— YOUR TASK —
Collect every line in the rows below that contains the word "white" and copy each such line in full. Case counts, so match only that exact capitalization.

(Object point labels)
>>>>>

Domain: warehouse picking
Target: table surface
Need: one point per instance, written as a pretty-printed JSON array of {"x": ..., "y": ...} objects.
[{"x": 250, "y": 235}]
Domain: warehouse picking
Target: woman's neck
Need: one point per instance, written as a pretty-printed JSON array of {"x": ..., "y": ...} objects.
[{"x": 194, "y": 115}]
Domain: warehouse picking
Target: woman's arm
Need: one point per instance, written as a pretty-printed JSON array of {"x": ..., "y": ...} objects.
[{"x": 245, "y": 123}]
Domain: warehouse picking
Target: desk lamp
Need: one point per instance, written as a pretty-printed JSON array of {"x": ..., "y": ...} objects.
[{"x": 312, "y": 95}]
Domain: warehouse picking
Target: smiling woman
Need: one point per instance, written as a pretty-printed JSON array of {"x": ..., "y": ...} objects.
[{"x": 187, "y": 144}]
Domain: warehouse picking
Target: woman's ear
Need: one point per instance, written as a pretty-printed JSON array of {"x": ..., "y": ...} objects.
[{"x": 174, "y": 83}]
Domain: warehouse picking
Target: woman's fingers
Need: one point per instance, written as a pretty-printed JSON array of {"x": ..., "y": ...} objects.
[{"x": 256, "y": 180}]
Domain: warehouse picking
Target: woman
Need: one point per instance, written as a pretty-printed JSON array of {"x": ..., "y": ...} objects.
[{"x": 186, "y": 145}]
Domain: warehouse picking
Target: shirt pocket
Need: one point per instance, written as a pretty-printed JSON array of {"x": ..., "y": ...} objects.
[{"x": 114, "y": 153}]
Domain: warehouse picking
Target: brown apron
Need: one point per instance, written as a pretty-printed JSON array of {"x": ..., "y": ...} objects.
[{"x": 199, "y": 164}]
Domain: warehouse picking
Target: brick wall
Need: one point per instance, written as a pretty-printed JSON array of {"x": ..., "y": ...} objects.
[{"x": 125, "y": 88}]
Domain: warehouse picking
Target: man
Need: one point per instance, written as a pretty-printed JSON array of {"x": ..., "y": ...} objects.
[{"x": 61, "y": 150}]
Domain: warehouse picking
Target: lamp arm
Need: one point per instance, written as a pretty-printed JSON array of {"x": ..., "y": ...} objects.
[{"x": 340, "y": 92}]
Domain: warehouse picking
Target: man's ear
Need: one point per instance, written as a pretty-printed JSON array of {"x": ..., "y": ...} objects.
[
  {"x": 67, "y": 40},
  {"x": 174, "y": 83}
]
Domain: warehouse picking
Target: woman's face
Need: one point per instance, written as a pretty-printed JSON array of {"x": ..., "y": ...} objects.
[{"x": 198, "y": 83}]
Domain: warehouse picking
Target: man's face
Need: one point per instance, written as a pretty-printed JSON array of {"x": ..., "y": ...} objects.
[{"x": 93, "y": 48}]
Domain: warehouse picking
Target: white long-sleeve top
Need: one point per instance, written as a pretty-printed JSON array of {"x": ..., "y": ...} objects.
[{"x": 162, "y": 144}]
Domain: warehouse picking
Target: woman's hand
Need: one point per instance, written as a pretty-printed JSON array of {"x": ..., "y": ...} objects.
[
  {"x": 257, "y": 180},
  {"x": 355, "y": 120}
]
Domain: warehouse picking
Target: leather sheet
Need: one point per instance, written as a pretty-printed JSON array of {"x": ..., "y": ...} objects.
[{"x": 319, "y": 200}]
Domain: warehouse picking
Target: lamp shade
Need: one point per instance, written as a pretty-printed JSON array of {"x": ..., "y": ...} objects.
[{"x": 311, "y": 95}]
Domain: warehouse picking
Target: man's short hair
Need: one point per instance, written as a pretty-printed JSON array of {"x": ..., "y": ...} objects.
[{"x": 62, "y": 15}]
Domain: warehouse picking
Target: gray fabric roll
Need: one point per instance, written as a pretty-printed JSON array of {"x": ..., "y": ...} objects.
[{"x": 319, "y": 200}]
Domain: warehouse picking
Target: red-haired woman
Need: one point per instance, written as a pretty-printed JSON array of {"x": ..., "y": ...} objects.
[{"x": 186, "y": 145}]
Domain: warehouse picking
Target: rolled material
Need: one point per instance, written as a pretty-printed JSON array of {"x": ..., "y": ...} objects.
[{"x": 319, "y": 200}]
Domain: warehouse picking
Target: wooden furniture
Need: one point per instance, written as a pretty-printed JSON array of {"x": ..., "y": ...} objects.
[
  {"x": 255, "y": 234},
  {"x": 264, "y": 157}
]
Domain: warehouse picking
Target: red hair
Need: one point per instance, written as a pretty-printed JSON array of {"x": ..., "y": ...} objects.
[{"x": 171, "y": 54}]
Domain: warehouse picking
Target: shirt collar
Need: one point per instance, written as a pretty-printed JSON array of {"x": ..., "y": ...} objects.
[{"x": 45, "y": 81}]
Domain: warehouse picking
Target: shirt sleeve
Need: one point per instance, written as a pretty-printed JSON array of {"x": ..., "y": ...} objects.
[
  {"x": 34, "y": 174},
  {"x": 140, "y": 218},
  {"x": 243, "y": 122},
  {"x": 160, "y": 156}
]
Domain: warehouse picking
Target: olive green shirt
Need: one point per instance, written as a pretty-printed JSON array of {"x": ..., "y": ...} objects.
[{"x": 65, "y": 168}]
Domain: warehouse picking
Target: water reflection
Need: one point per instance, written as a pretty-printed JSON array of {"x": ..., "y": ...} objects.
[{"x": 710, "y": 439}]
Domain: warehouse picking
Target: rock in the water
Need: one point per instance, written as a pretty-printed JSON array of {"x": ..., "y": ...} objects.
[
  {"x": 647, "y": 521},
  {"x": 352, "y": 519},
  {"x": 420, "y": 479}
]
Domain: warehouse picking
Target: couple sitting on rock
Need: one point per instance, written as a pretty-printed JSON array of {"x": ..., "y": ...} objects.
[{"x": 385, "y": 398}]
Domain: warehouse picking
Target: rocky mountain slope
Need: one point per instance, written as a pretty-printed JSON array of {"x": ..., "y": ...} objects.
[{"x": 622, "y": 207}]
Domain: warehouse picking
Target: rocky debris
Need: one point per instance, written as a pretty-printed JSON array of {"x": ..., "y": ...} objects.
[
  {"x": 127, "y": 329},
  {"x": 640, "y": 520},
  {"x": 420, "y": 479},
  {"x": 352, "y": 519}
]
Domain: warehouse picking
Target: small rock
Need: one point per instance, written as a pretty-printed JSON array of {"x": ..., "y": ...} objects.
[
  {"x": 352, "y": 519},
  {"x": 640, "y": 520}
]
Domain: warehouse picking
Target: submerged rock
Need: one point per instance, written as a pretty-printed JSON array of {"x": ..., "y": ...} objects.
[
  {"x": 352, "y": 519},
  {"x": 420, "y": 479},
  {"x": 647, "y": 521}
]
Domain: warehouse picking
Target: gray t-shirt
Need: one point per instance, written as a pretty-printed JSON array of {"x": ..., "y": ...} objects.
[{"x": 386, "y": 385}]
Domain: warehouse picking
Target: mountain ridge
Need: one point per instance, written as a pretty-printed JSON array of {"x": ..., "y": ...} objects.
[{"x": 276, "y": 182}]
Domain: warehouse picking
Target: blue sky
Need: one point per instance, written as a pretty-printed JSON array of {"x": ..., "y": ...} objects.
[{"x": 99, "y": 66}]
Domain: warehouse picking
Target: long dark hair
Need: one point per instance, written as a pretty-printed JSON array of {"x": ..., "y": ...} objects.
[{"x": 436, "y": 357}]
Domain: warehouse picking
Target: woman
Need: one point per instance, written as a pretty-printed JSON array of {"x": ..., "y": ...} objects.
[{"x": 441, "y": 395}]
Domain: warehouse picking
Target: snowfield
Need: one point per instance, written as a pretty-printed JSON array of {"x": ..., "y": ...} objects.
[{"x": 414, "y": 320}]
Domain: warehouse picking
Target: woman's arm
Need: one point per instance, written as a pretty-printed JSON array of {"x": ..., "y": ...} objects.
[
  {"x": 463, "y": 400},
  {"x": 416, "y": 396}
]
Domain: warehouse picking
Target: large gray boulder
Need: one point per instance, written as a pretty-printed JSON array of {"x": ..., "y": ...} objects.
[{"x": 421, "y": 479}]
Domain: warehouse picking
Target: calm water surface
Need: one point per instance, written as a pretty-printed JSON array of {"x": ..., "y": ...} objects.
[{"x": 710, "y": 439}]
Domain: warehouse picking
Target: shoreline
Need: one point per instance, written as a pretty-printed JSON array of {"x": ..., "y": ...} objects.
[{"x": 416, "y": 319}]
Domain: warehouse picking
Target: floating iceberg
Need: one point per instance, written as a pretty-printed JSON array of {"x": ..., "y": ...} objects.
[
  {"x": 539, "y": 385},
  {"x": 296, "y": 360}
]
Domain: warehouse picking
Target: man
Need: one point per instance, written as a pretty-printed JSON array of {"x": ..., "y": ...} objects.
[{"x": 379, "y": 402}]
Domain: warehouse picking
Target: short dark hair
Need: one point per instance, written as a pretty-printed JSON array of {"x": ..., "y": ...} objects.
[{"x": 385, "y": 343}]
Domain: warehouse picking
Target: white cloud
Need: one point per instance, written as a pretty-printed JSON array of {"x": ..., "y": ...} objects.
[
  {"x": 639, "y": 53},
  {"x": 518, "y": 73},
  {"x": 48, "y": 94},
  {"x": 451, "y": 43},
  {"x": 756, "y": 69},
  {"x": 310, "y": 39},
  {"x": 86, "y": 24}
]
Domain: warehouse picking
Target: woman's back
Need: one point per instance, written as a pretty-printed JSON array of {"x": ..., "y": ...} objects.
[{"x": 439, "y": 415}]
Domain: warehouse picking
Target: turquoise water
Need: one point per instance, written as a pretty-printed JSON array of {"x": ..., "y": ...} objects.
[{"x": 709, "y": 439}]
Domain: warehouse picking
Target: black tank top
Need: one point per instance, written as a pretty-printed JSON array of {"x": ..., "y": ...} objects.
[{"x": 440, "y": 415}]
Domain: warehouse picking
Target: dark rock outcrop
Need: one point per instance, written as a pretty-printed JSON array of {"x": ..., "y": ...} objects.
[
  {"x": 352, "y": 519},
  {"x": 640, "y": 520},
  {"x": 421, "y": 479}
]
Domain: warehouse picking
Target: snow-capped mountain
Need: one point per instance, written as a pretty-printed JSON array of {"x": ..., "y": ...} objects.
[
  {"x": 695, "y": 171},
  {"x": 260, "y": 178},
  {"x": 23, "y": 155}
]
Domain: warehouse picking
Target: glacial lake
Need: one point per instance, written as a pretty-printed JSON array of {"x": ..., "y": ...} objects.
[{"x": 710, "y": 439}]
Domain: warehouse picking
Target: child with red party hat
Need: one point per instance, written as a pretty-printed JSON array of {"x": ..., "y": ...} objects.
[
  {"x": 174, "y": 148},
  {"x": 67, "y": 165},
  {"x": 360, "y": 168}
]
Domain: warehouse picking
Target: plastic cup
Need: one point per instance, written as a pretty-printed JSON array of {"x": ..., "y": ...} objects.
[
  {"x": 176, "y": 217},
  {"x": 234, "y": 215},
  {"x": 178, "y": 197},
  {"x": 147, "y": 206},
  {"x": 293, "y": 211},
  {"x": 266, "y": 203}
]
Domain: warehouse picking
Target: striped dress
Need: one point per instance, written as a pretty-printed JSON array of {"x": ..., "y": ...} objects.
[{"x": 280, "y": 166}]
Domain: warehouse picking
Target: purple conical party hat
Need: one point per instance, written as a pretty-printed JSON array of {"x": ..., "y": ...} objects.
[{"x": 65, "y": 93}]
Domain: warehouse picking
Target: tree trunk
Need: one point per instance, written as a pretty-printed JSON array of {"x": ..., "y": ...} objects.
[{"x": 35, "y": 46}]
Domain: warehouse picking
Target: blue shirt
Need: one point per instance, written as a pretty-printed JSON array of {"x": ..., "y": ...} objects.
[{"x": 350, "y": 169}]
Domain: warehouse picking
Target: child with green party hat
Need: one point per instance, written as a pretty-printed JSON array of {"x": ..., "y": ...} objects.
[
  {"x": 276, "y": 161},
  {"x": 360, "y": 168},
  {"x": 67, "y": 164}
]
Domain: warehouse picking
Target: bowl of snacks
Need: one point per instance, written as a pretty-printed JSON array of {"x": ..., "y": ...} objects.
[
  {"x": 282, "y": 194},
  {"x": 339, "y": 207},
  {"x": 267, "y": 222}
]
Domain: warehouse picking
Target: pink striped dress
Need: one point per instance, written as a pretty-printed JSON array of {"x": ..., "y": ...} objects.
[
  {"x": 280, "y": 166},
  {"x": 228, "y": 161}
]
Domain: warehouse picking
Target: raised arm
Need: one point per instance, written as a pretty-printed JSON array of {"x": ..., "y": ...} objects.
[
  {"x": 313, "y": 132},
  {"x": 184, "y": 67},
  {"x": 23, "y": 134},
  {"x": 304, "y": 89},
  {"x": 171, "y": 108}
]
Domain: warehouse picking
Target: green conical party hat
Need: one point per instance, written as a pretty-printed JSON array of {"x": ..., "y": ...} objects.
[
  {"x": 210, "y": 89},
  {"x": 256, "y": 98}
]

<<<<<

— ANSWER FOR THIS EXERCISE —
Target: white long-sleeve top
Target: white cloud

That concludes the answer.